■ **THE REQUEST**: Find "One point marks each instance of the turquoise" in the data below; transcribe the line it appears on and each line after it, exactly, to the end, and nothing else.

■ **RECORDS FOR THIS EXERCISE**:
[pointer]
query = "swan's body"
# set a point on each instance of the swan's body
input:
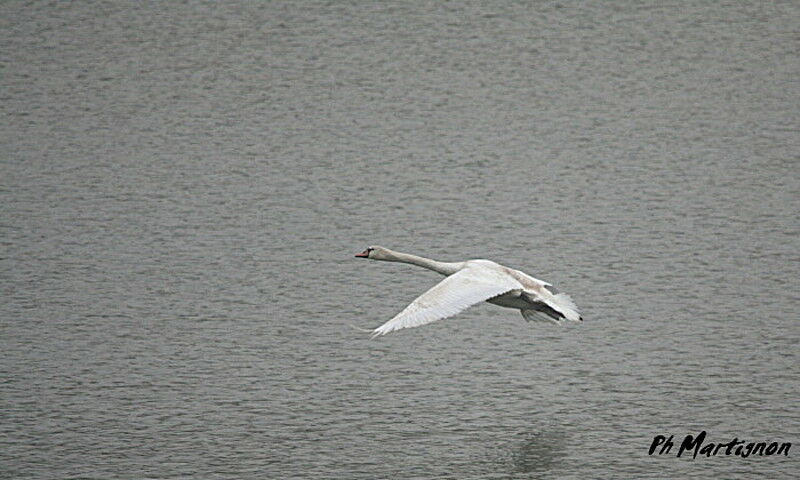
(472, 282)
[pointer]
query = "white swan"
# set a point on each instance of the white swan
(472, 282)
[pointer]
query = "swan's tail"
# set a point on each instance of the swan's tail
(555, 309)
(567, 307)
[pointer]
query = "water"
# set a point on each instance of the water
(184, 187)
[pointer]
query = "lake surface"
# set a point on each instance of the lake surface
(183, 187)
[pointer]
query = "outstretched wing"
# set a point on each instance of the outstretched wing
(454, 294)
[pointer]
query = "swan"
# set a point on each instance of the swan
(471, 282)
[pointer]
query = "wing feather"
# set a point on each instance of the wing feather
(454, 294)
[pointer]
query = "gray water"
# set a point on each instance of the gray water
(183, 187)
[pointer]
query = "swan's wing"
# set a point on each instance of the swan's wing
(451, 296)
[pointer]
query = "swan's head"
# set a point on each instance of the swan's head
(375, 253)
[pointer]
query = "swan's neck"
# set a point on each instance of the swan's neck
(445, 268)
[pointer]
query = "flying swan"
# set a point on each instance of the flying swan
(472, 282)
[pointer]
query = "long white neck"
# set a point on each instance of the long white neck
(445, 268)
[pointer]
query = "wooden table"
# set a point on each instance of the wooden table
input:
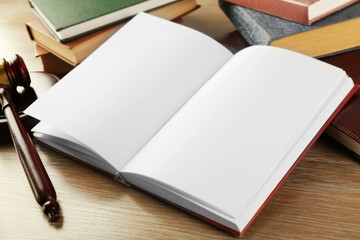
(320, 199)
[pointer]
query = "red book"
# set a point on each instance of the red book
(301, 11)
(182, 118)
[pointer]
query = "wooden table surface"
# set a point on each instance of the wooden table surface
(320, 199)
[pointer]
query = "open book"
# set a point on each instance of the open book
(169, 110)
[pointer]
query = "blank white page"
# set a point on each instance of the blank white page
(123, 93)
(233, 142)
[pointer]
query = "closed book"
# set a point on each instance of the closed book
(184, 119)
(336, 33)
(345, 128)
(300, 11)
(76, 50)
(68, 19)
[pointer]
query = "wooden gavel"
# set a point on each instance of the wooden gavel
(12, 75)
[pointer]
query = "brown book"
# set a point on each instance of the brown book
(77, 50)
(301, 11)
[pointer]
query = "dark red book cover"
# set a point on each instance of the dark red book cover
(300, 11)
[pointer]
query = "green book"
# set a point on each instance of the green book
(69, 19)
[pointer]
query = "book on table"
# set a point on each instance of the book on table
(76, 50)
(181, 117)
(300, 11)
(345, 128)
(68, 19)
(331, 35)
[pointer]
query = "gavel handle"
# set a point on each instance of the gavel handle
(37, 176)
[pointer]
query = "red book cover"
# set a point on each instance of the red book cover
(301, 11)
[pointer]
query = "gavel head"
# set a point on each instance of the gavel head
(14, 73)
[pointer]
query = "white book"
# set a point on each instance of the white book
(169, 110)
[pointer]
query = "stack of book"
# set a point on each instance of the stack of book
(66, 32)
(334, 38)
(315, 28)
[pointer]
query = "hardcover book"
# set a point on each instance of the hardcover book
(345, 128)
(76, 50)
(331, 35)
(182, 118)
(68, 19)
(300, 11)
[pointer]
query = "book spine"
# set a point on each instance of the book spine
(288, 10)
(249, 28)
(118, 177)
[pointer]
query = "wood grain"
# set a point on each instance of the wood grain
(320, 199)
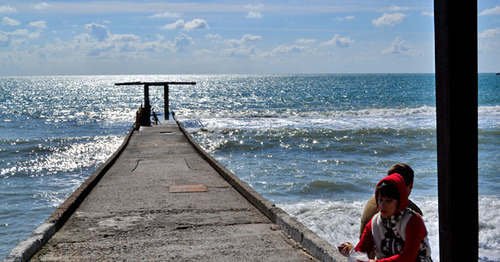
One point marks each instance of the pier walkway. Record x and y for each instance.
(160, 199)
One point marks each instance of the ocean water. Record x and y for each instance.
(316, 145)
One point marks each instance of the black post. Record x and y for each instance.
(146, 114)
(165, 94)
(456, 108)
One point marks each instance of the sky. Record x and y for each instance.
(228, 37)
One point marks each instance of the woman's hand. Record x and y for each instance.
(345, 248)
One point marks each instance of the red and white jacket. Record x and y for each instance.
(402, 237)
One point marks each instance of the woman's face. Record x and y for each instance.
(387, 206)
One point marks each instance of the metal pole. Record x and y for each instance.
(456, 110)
(165, 94)
(146, 115)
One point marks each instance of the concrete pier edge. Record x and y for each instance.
(27, 248)
(313, 244)
(316, 246)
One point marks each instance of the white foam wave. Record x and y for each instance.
(339, 221)
(418, 118)
(67, 158)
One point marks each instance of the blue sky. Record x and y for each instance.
(192, 37)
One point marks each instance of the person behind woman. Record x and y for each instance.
(395, 233)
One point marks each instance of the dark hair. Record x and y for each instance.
(387, 189)
(404, 170)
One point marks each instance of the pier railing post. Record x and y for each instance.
(165, 94)
(146, 113)
(145, 119)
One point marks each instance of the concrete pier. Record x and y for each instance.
(161, 198)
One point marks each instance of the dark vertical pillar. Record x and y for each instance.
(165, 94)
(456, 108)
(146, 114)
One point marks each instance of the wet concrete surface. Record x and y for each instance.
(151, 206)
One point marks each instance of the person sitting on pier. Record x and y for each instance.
(395, 233)
(371, 206)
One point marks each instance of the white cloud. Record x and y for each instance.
(389, 19)
(10, 21)
(165, 15)
(124, 38)
(431, 14)
(397, 47)
(239, 46)
(213, 36)
(195, 24)
(181, 42)
(20, 32)
(395, 8)
(305, 41)
(492, 11)
(254, 15)
(40, 6)
(490, 33)
(38, 24)
(338, 41)
(179, 24)
(241, 51)
(97, 31)
(4, 39)
(284, 49)
(254, 7)
(349, 17)
(7, 9)
(245, 39)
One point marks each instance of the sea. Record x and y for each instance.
(315, 145)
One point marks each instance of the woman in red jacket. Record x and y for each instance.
(395, 233)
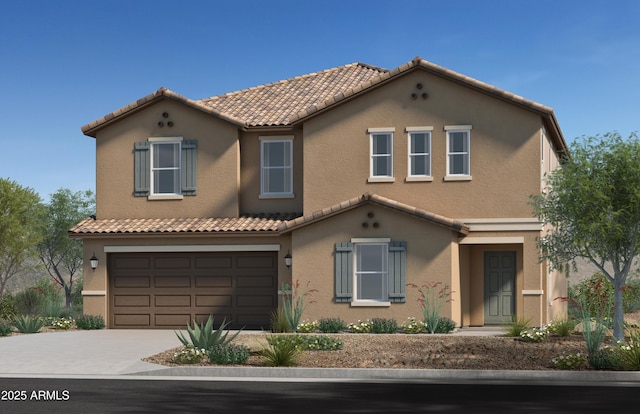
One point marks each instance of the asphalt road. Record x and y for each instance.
(41, 395)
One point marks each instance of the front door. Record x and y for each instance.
(499, 287)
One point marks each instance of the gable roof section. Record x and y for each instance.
(260, 223)
(292, 101)
(371, 198)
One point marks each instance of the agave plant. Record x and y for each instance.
(203, 336)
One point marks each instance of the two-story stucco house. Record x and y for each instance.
(368, 179)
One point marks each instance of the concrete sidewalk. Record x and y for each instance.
(107, 353)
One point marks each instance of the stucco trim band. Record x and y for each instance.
(194, 248)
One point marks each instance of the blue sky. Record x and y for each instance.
(64, 63)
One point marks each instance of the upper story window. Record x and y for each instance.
(458, 152)
(419, 153)
(381, 152)
(276, 166)
(165, 168)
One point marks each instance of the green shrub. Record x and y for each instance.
(414, 326)
(229, 354)
(88, 322)
(445, 325)
(28, 323)
(517, 326)
(189, 355)
(569, 361)
(7, 307)
(308, 326)
(331, 325)
(381, 325)
(279, 322)
(203, 336)
(280, 353)
(29, 302)
(5, 328)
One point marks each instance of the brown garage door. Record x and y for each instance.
(169, 290)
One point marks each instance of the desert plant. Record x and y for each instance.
(279, 322)
(29, 301)
(331, 325)
(570, 361)
(308, 326)
(5, 328)
(414, 326)
(203, 336)
(28, 323)
(294, 303)
(445, 325)
(7, 307)
(189, 355)
(229, 354)
(431, 298)
(280, 353)
(517, 326)
(89, 322)
(382, 325)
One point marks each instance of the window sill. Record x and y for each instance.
(165, 197)
(418, 179)
(381, 180)
(370, 303)
(275, 195)
(457, 178)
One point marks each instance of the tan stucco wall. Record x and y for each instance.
(218, 164)
(96, 283)
(505, 150)
(430, 258)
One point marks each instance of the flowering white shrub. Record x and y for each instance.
(414, 326)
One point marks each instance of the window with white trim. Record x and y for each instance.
(165, 168)
(458, 150)
(371, 271)
(419, 151)
(276, 166)
(381, 152)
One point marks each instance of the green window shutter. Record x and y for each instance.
(141, 168)
(189, 166)
(344, 272)
(397, 272)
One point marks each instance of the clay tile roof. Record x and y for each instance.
(249, 223)
(279, 102)
(371, 198)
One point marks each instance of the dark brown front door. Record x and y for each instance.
(170, 290)
(499, 287)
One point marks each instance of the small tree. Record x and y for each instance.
(20, 212)
(61, 255)
(591, 209)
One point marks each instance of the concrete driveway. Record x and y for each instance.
(94, 352)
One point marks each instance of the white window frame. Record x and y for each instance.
(154, 141)
(380, 178)
(357, 244)
(410, 134)
(451, 129)
(264, 141)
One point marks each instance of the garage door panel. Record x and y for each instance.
(172, 319)
(131, 320)
(172, 281)
(214, 300)
(219, 262)
(214, 281)
(172, 300)
(132, 282)
(132, 300)
(241, 286)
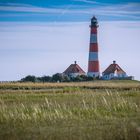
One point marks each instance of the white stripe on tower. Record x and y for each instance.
(93, 63)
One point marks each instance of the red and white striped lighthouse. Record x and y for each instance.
(93, 62)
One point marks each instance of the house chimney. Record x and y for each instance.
(114, 62)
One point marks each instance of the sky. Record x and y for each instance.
(45, 37)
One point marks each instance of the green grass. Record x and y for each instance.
(98, 110)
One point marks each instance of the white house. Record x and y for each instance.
(74, 70)
(114, 71)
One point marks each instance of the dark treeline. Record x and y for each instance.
(58, 77)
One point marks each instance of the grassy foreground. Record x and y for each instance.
(101, 110)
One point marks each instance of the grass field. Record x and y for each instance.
(100, 110)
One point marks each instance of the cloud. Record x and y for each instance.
(126, 10)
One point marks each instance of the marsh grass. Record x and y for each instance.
(70, 112)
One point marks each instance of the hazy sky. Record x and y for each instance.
(45, 37)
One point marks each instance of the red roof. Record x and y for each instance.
(74, 68)
(112, 68)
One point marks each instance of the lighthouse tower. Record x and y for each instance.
(93, 62)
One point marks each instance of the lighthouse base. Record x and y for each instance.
(93, 74)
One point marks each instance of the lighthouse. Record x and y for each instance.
(93, 62)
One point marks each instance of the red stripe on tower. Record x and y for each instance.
(93, 63)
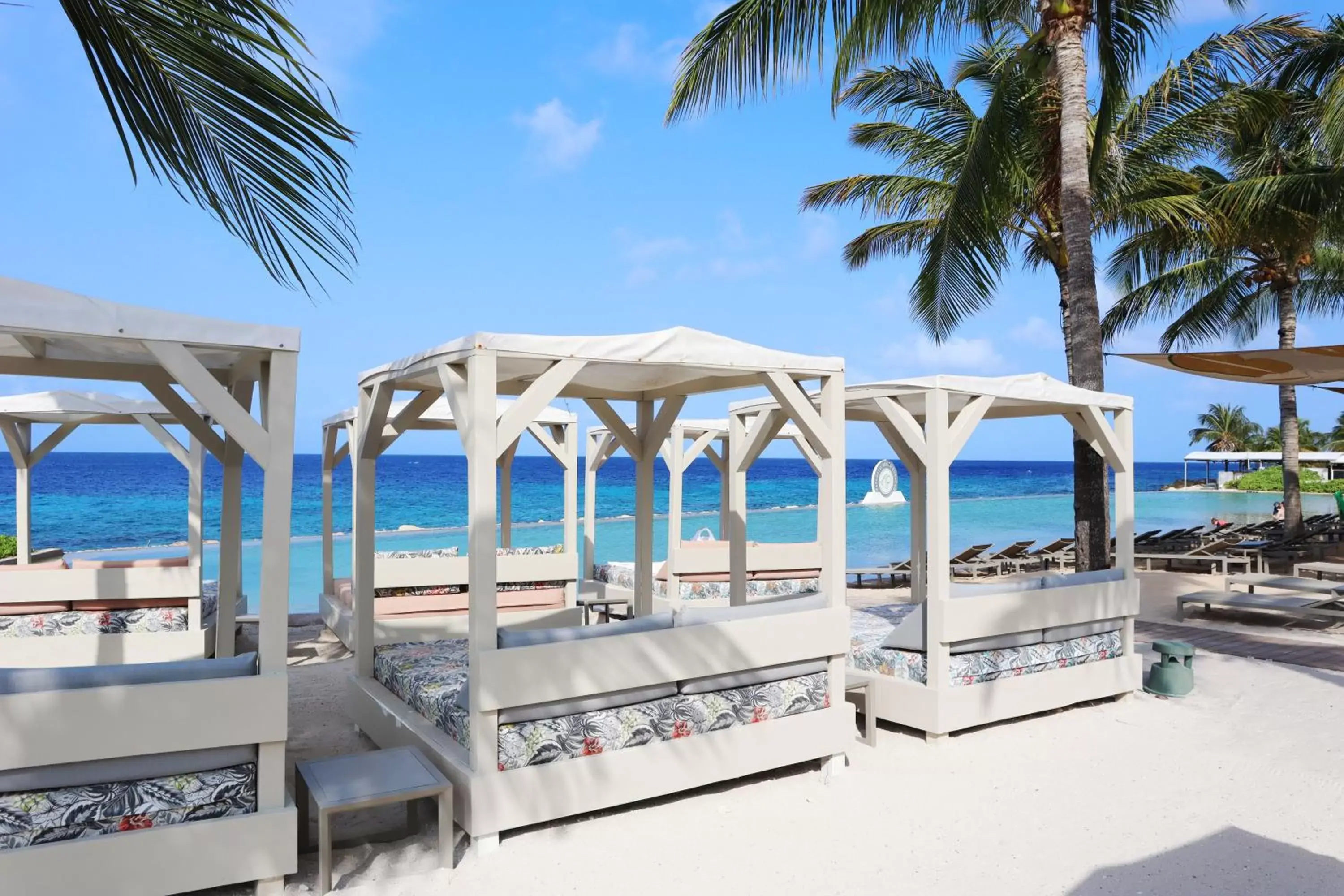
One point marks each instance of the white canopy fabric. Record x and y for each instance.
(440, 416)
(1272, 367)
(632, 366)
(1237, 457)
(62, 326)
(62, 406)
(1018, 396)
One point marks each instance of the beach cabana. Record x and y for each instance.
(542, 724)
(421, 595)
(172, 616)
(960, 656)
(166, 777)
(695, 570)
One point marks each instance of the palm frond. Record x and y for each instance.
(213, 97)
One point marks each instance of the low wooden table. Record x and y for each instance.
(365, 781)
(870, 718)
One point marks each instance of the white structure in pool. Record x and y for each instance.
(883, 488)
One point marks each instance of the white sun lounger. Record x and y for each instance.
(1296, 605)
(1284, 583)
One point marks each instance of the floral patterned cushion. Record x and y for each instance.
(432, 680)
(70, 813)
(870, 626)
(623, 575)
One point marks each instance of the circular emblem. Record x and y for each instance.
(885, 478)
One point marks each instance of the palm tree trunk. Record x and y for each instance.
(1092, 524)
(1065, 324)
(1288, 420)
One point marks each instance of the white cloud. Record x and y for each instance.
(956, 355)
(560, 140)
(820, 234)
(1038, 332)
(629, 53)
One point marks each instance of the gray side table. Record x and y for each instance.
(365, 781)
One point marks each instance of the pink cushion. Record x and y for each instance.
(144, 563)
(31, 609)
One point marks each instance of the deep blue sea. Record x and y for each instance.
(139, 501)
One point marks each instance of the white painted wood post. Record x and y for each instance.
(482, 573)
(1124, 428)
(330, 435)
(570, 433)
(276, 532)
(676, 452)
(590, 464)
(644, 508)
(937, 512)
(831, 527)
(232, 530)
(23, 495)
(365, 473)
(506, 464)
(737, 476)
(725, 487)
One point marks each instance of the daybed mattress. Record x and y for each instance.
(623, 575)
(132, 621)
(870, 626)
(70, 813)
(432, 680)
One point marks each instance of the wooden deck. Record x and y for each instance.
(1319, 656)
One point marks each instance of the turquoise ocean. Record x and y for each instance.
(136, 505)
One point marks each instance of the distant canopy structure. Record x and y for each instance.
(1271, 367)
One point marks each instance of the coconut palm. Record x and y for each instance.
(1225, 428)
(1262, 249)
(215, 99)
(753, 46)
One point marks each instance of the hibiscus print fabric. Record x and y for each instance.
(870, 626)
(70, 813)
(432, 680)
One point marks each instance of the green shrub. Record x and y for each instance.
(1271, 478)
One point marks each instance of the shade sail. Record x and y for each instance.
(1272, 366)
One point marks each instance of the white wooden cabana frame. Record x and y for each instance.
(218, 365)
(928, 421)
(656, 371)
(687, 441)
(553, 429)
(68, 412)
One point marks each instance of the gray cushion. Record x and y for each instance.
(585, 704)
(531, 637)
(1082, 629)
(909, 634)
(101, 771)
(753, 676)
(1093, 577)
(136, 673)
(998, 587)
(691, 616)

■ **FINAL ANSWER**:
One point marks each instance of the turquoise ocean. Record x and y for each instance.
(136, 505)
One point marks each instance of the distant canopy structure. Record x and y for each instance.
(1271, 367)
One point marks each instance of the coconut palm. Record x and y for each instance.
(1225, 428)
(1262, 249)
(215, 99)
(753, 46)
One point marks each instance of the hibiscus print fabric. Record x and y for each instance.
(870, 626)
(70, 813)
(432, 680)
One point marks each instance of the green shrub. Record x and y for each instance.
(1271, 478)
One point marks each instance of the shade sail. Record x and y for each instance.
(1272, 366)
One point marks each instance of the white wooden cabana frame. Record x and y for each instance.
(218, 365)
(928, 421)
(656, 371)
(687, 441)
(553, 429)
(68, 412)
One point marks each instance of the gray cushion. Record x and y for each instance.
(585, 704)
(531, 637)
(1082, 629)
(909, 634)
(101, 771)
(753, 676)
(1093, 577)
(136, 673)
(998, 587)
(691, 616)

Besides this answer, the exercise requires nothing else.